**WHAT IS BEING ASKED:**
Please reproduce every line of the records below word for word, leaving out the pictures.

Location identification records:
━━━━━━━━━━━━━━━━━━━━

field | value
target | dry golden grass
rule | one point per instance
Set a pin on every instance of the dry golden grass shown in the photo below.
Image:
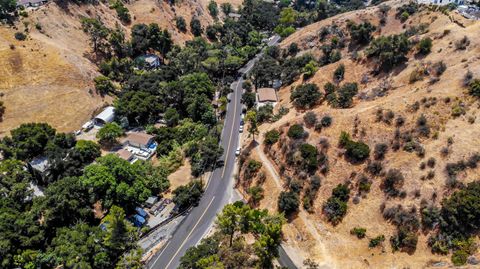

━━━━━━━━━━━━━━━━━━━━

**ANSWER:**
field | value
target | dry golden grass
rule | one point per instance
Set a pin on every instance of the dry golden grass shown in the photo below.
Image:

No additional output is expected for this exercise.